WHAT THE TASK ASKS
Locate the line containing "the puppy's brown face markings", then please write out that line and all the lines below it in the entries exactly.

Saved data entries
──────────

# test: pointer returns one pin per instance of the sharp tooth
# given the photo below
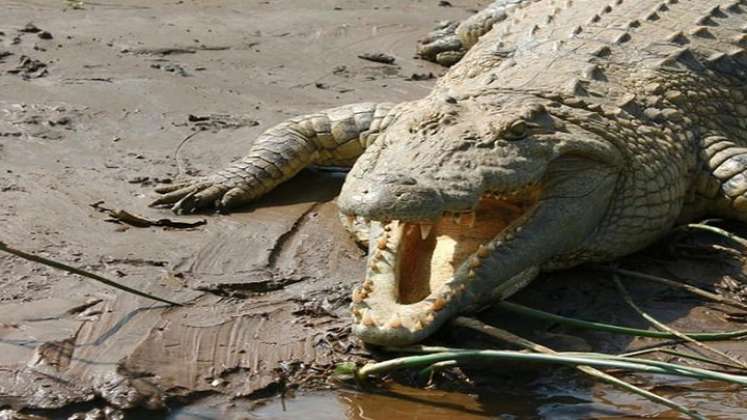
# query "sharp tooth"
(474, 262)
(368, 319)
(394, 322)
(438, 304)
(467, 219)
(425, 231)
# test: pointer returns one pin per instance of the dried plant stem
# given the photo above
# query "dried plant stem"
(663, 327)
(684, 286)
(508, 337)
(81, 272)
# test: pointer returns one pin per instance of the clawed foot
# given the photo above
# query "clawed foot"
(213, 192)
(442, 45)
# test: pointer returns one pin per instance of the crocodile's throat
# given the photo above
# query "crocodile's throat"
(420, 272)
(429, 254)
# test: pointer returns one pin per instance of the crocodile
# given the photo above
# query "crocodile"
(571, 131)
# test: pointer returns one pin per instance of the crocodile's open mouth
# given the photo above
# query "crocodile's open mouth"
(420, 271)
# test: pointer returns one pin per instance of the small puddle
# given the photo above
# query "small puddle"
(557, 395)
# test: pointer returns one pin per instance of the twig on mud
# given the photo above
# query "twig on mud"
(81, 272)
(684, 286)
(713, 229)
(508, 337)
(598, 326)
(663, 327)
(591, 359)
(179, 168)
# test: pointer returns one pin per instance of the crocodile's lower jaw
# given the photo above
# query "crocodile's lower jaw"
(420, 274)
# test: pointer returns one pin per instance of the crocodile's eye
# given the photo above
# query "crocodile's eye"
(517, 131)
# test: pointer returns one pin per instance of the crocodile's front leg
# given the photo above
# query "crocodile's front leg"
(449, 41)
(333, 137)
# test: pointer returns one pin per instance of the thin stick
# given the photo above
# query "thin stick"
(81, 272)
(604, 361)
(598, 326)
(718, 231)
(508, 337)
(684, 286)
(663, 327)
(678, 354)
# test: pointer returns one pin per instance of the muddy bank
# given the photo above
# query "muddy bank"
(103, 101)
(100, 103)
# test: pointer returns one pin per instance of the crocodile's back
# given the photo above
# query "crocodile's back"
(655, 78)
(598, 50)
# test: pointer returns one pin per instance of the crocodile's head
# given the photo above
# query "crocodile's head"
(466, 201)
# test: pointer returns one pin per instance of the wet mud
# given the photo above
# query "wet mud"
(100, 102)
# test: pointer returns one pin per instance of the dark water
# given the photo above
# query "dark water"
(558, 394)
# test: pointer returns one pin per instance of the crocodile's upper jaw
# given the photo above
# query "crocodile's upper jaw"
(421, 273)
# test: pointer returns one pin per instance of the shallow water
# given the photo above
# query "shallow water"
(560, 395)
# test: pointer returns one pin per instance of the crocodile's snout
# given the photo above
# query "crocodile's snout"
(384, 196)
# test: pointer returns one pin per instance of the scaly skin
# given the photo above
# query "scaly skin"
(588, 128)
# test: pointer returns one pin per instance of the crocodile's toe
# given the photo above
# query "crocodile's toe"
(442, 45)
(192, 196)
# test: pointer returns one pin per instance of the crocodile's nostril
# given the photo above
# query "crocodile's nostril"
(397, 179)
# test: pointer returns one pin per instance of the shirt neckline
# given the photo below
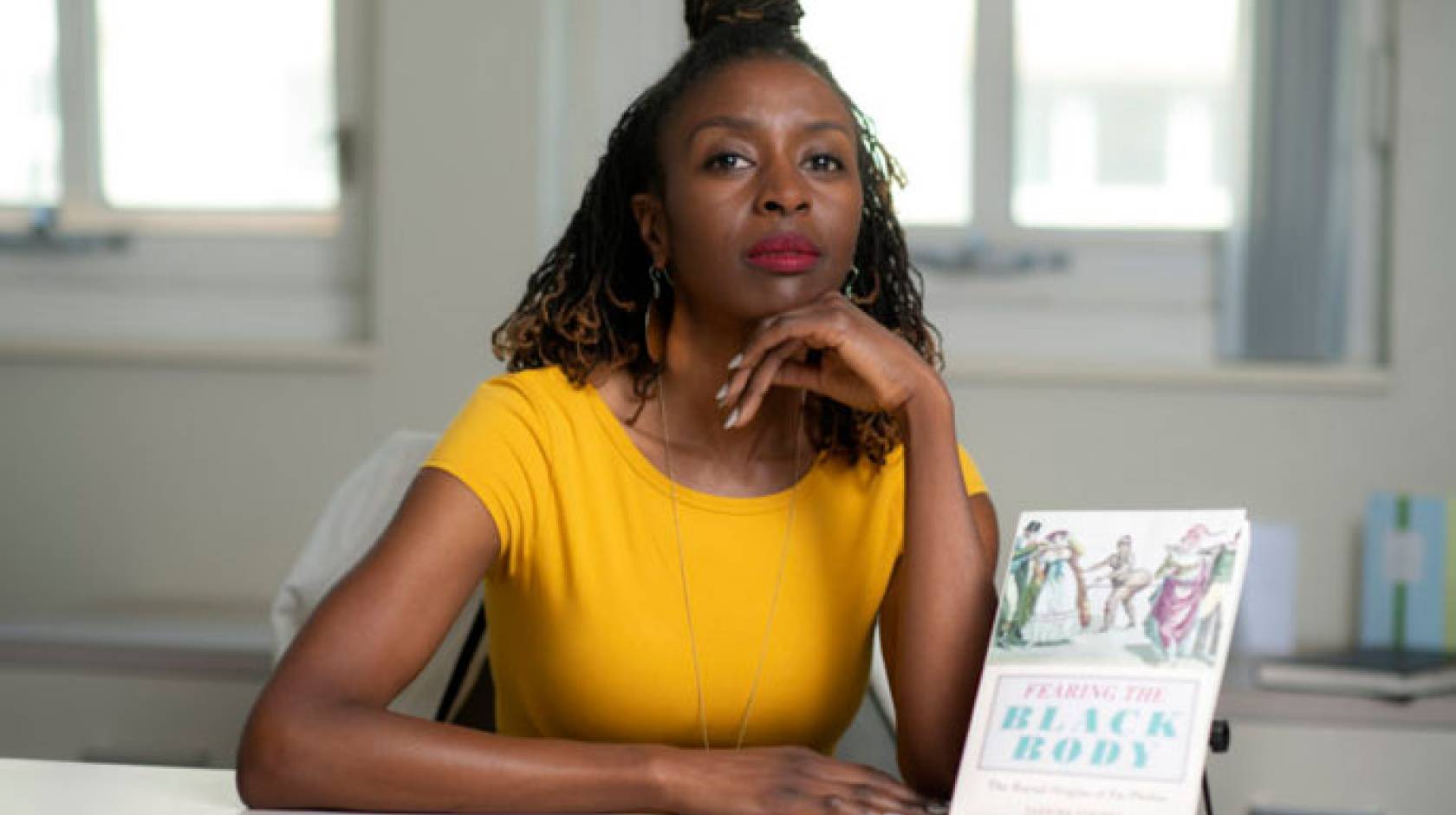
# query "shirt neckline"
(655, 478)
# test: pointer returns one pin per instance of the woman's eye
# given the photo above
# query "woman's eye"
(727, 162)
(826, 162)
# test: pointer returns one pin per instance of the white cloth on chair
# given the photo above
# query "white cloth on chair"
(353, 520)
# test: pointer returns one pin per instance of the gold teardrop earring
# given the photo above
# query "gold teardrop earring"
(849, 283)
(654, 336)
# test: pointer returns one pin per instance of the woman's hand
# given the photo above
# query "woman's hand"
(783, 780)
(861, 362)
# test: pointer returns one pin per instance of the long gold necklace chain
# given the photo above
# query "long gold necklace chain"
(682, 568)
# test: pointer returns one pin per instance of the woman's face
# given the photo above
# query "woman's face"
(760, 199)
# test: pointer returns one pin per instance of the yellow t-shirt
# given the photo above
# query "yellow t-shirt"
(587, 624)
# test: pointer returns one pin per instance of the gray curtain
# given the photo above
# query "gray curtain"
(1289, 252)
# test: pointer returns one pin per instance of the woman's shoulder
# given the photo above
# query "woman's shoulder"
(535, 388)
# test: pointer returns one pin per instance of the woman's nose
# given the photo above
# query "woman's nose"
(783, 190)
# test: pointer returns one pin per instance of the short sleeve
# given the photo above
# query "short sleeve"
(970, 473)
(498, 447)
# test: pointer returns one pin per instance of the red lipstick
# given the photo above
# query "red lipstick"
(785, 253)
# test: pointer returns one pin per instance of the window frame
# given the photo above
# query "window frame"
(1025, 270)
(335, 289)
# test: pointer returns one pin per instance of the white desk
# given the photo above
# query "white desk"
(68, 787)
(45, 787)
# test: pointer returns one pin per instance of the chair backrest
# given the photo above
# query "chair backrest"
(353, 520)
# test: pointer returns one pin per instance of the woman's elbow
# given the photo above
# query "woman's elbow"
(263, 760)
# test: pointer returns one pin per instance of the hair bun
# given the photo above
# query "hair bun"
(706, 15)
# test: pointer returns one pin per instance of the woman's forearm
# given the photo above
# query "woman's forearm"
(946, 603)
(357, 757)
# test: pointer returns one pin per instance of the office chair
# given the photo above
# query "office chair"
(455, 684)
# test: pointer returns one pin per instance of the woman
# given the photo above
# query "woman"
(1183, 579)
(721, 452)
(1056, 616)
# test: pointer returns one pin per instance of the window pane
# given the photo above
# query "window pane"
(218, 105)
(1124, 113)
(29, 126)
(877, 55)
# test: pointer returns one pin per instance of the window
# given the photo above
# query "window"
(1081, 173)
(164, 182)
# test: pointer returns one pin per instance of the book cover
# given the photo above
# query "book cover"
(1408, 577)
(1105, 661)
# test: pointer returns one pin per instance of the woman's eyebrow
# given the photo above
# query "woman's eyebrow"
(743, 122)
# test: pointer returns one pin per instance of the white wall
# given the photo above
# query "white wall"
(152, 480)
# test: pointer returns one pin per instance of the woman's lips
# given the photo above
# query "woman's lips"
(788, 253)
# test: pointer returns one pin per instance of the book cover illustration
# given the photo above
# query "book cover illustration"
(1104, 665)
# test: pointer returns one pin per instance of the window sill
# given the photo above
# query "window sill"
(278, 355)
(1257, 377)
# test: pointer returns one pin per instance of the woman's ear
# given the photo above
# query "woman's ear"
(651, 220)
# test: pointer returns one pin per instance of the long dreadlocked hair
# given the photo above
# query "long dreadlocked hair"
(584, 304)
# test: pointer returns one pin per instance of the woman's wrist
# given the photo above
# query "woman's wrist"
(663, 767)
(929, 405)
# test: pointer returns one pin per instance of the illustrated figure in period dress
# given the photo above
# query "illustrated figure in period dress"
(1124, 578)
(1210, 609)
(1181, 583)
(1055, 615)
(1021, 588)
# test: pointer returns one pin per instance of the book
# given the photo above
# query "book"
(1100, 683)
(1366, 671)
(1408, 575)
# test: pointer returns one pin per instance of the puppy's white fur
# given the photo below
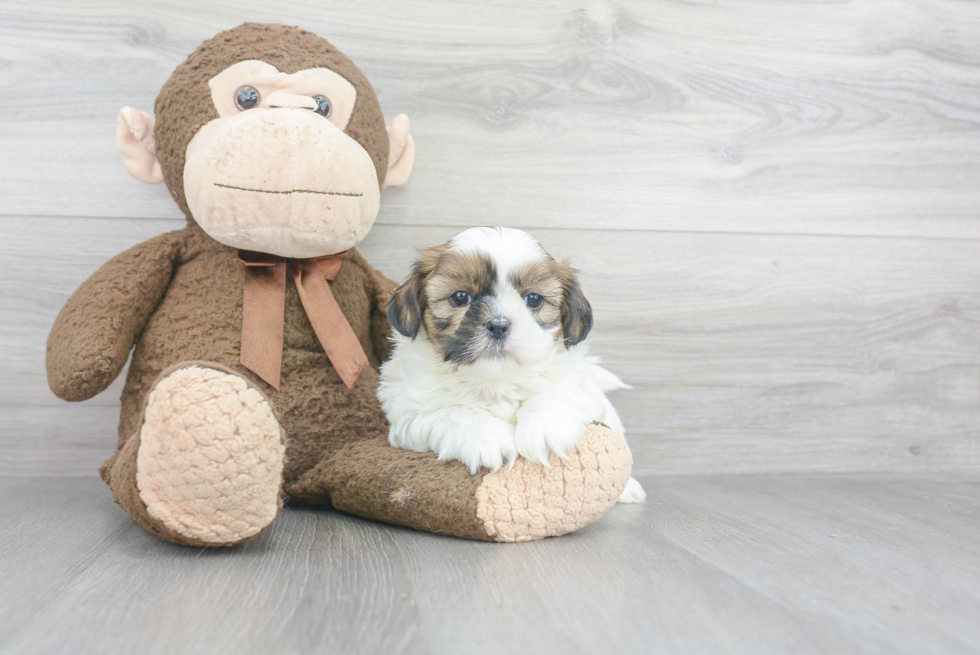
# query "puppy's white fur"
(533, 401)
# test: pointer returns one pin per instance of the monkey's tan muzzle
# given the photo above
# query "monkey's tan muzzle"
(284, 181)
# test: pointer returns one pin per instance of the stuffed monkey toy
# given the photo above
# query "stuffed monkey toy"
(256, 331)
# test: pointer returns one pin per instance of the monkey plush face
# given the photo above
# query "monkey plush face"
(271, 140)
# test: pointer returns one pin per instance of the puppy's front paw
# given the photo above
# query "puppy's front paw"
(487, 443)
(546, 428)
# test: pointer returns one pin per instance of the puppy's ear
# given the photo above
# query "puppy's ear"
(576, 312)
(405, 305)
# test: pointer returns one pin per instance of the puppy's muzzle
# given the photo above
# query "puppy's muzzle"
(497, 327)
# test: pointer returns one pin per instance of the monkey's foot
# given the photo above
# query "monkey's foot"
(525, 502)
(210, 459)
(529, 501)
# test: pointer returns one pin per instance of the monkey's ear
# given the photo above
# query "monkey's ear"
(134, 135)
(405, 307)
(576, 312)
(401, 152)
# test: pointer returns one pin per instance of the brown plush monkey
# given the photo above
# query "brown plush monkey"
(256, 340)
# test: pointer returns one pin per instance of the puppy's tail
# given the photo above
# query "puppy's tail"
(607, 381)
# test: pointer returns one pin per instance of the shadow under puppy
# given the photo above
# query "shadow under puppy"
(488, 361)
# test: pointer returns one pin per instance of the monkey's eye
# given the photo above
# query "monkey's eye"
(533, 300)
(247, 97)
(460, 299)
(323, 105)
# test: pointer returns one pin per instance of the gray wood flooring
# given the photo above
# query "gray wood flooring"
(775, 206)
(727, 564)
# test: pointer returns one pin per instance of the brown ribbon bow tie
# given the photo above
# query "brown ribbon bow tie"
(263, 314)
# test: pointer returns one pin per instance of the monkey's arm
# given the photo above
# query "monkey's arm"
(95, 330)
(379, 289)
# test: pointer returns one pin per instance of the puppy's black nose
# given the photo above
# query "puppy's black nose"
(498, 327)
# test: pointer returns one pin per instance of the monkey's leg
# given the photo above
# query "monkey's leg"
(205, 468)
(370, 478)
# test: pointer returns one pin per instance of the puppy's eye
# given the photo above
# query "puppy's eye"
(460, 299)
(323, 105)
(247, 97)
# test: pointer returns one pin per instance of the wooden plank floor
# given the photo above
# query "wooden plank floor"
(738, 564)
(774, 205)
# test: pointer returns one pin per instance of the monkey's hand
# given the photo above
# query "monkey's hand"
(95, 330)
(401, 152)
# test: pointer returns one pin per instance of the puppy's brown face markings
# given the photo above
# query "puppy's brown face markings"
(541, 279)
(455, 295)
(460, 302)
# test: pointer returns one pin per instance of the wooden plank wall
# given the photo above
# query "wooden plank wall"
(775, 206)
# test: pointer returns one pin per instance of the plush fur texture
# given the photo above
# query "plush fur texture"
(198, 462)
(489, 338)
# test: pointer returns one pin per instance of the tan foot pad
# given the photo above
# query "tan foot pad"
(210, 459)
(530, 501)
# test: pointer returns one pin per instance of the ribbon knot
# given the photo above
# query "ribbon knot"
(264, 314)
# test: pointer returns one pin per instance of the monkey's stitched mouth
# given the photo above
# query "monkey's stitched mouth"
(322, 193)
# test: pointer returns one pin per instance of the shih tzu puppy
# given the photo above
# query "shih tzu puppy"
(488, 361)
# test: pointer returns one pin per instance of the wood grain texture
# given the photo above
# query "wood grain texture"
(750, 564)
(826, 117)
(774, 206)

──────────

TASK SOLUTION
# test: pointer returns one pin per instance of the puppy's brown face markings
# given the photo above
# query "puppy's brown face markings"
(541, 279)
(455, 295)
(460, 302)
# test: pointer returns one pin per instance of the wooden plank wall
# given the photo above
# query "wooden plank wall"
(775, 206)
# test: pointer returns one pin per instance of the plush fur texture
# given the photo above
# query "plush fur texture"
(198, 462)
(489, 338)
# test: pointer returns one pin per instance of the tan foot pad
# given the photo above
# query "tan foot pad"
(210, 459)
(530, 501)
# test: pointer returns one pin per instance of the ribbon knot
# given the photo above
# query "ribbon knot"
(264, 314)
# test: pointer returns one pin per instance of the monkey's stitched mouth
# given the photo above
# query "monkey's stitched mouth"
(322, 193)
# test: pointer returns one pin per instance of the shih tzu puppy
# given the photo above
# query "shih tzu puppy"
(488, 361)
# test: pointer returns one pin per instance of the wood grain texture
# given the photo above
# query "wood grain texture"
(750, 564)
(826, 117)
(774, 206)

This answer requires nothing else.